*** Opening Provided text ***
End the drug war on women

Once again Nevada legislators are trying to win the unwinnable war on drugs by putting the burden on ordinary and innocent citizens.

This year, Washoe County Sen. Sheila Leslie is sponsoring legislation to change over-the-counter cold medicines into prescription drugs, thus increasing the cost of health care in order to make the ingredients for meth more difficult to obtain. This legislation was not requested by health care professionals, drug counselors or anyone who knows anything about how to combat drug use. Rather, it was requested by the Nevada District Attorneys Association as one more step in a punitive enforcement strategy that has failed for decades, designed by law enforcement officials with little knowledge of this health care issue.

It is worth remembering that when the United States handled drug abuse as a health care problem, it had a tiny problem. But since drug prohibition was enacted, drug abuse has become a gargantuan problem.

The Nevada Legislature, instead of enacting more foolish anti-drug bills, should instead enact a resolution memorializing Congress to end the drug war once and for all before the family unit is destroyed.

As the National Organization for Women has described the situation, “the incarceration rate of women convicted of low-level drug-related offenses has increased dramatically in the past decade as a result of our nation’s relentless ‘War on Drugs,’ and poor women and women of color have been disproportionately targeted for drug law enforcement and receive long mandatory prison sentences that have little relationship to their actions or culpability. … [T]wo thirds of women in prison have at least two children who are displaced as a result of their incarceration, often forced to live in the care of family, friends, or state-sponsored foster care where they may be at increased risk of emotional, physical, or sexual abuse.”
*** Closing Provided text ***
- **Required work**: List every kind of abuse that the piece on ending the drug war on women says displaced children may face an increased risk of.
*** Opening Data listing ***
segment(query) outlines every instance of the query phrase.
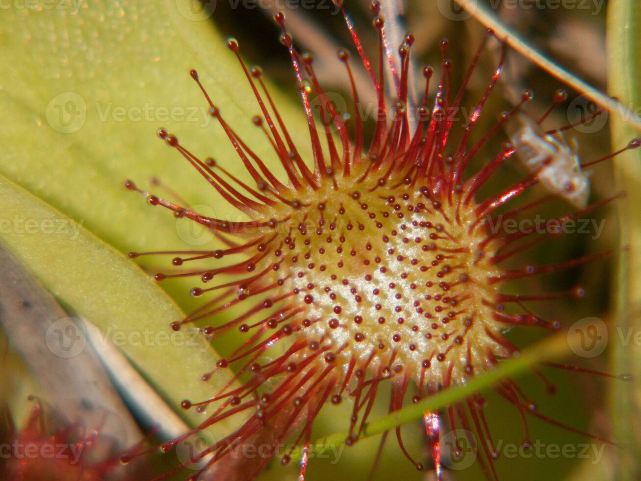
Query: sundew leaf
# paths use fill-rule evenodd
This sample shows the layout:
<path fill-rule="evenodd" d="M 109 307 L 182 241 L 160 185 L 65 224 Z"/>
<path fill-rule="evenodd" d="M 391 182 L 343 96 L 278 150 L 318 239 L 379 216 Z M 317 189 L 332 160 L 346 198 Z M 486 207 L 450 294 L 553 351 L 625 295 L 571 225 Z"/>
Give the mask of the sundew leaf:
*** Closing Data listing ***
- **Solution for this exercise**: Emotional, physical and sexual abuse